What is required :: Write out the lines exactly, from the line containing "[locate] green sweatshirt" through the final line, inclusive.

*** Source data

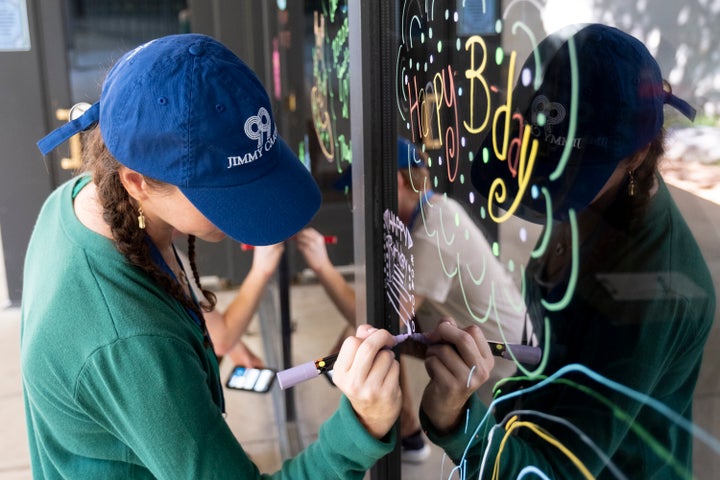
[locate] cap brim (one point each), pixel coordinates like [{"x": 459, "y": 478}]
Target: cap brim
[{"x": 267, "y": 210}]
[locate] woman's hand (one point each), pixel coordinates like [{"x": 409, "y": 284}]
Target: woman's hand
[
  {"x": 458, "y": 361},
  {"x": 368, "y": 374}
]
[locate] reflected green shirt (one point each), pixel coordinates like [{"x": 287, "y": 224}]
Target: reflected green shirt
[
  {"x": 639, "y": 318},
  {"x": 117, "y": 380}
]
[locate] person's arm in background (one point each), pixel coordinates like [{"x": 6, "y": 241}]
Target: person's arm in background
[
  {"x": 311, "y": 244},
  {"x": 227, "y": 328}
]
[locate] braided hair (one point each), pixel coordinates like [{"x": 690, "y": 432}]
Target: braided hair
[{"x": 120, "y": 213}]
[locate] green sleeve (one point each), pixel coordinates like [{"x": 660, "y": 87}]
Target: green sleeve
[{"x": 130, "y": 388}]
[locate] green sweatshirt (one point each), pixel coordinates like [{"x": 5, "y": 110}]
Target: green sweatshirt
[
  {"x": 627, "y": 350},
  {"x": 118, "y": 383}
]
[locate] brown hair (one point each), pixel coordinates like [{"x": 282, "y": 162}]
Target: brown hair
[{"x": 120, "y": 213}]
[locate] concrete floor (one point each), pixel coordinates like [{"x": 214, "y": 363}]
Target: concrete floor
[{"x": 316, "y": 327}]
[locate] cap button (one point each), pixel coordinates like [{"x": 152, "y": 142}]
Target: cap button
[{"x": 196, "y": 49}]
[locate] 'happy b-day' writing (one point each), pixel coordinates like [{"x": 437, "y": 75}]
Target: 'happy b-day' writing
[{"x": 429, "y": 105}]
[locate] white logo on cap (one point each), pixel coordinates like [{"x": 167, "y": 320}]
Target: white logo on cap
[{"x": 259, "y": 127}]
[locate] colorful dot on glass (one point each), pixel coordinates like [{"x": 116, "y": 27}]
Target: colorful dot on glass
[
  {"x": 541, "y": 119},
  {"x": 534, "y": 192},
  {"x": 499, "y": 55},
  {"x": 526, "y": 77}
]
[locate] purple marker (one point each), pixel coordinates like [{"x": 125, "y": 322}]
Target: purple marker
[{"x": 526, "y": 354}]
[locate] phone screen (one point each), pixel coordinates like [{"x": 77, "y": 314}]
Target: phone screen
[{"x": 257, "y": 380}]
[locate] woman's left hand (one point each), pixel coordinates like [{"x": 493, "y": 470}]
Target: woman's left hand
[{"x": 458, "y": 361}]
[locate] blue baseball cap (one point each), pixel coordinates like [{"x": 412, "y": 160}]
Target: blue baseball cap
[
  {"x": 618, "y": 110},
  {"x": 185, "y": 110}
]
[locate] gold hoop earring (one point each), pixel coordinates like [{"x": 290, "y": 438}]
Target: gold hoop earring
[
  {"x": 141, "y": 219},
  {"x": 632, "y": 185}
]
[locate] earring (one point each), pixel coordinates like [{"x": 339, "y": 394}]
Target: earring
[
  {"x": 632, "y": 186},
  {"x": 141, "y": 219}
]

******

Response ::
[locate] green sweatshirt (one point each), pixel coordinates like [{"x": 5, "y": 110}]
Target: green sweatshirt
[
  {"x": 627, "y": 350},
  {"x": 118, "y": 383}
]
[locate] brown hair (one point each), pixel coordinates like [{"x": 282, "y": 162}]
Target: brown hair
[{"x": 120, "y": 213}]
[locate] concrete floor (one point each), pixel coordinates like [{"x": 214, "y": 363}]
Target: concrete floor
[{"x": 316, "y": 327}]
[locate] cap button (one point each), pixel coordinates like [{"x": 152, "y": 142}]
Target: cap button
[{"x": 196, "y": 49}]
[locate] 'happy b-day' writing (one point each), pixel coordinates like [{"x": 437, "y": 75}]
Target: 'happy b-day' writing
[{"x": 429, "y": 105}]
[locate] white logo on cap (one point each), pixel coordinates like [{"x": 167, "y": 320}]
Target: white logo on cap
[{"x": 259, "y": 127}]
[locate] colorful dot on glass (one point each), pixel coordinates like [{"x": 116, "y": 27}]
Target: colorful dot on glass
[
  {"x": 541, "y": 119},
  {"x": 534, "y": 192},
  {"x": 499, "y": 55},
  {"x": 526, "y": 77}
]
[locate] purple marker (one point each), pixel coordinates like [{"x": 125, "y": 322}]
Target: purple marker
[{"x": 526, "y": 354}]
[locate] phone screen (one point each), pixel coordinates like [{"x": 77, "y": 314}]
Target: phone screen
[{"x": 257, "y": 380}]
[locate] woman's left hand (one point each), pixel coordinates like [{"x": 493, "y": 470}]
Target: woman's left hand
[{"x": 458, "y": 361}]
[locate] blue baseball cap (one point each), pixel coordinates like [{"x": 412, "y": 160}]
Target: blue baseball cap
[
  {"x": 618, "y": 110},
  {"x": 185, "y": 110}
]
[locate] gold hoop earring (one point each), pixel coordinates like [{"x": 290, "y": 438}]
Target: gold hoop earring
[
  {"x": 141, "y": 219},
  {"x": 632, "y": 185}
]
[locate] earring (one point each), pixel coordinates like [{"x": 339, "y": 394}]
Target: earring
[
  {"x": 632, "y": 186},
  {"x": 141, "y": 219}
]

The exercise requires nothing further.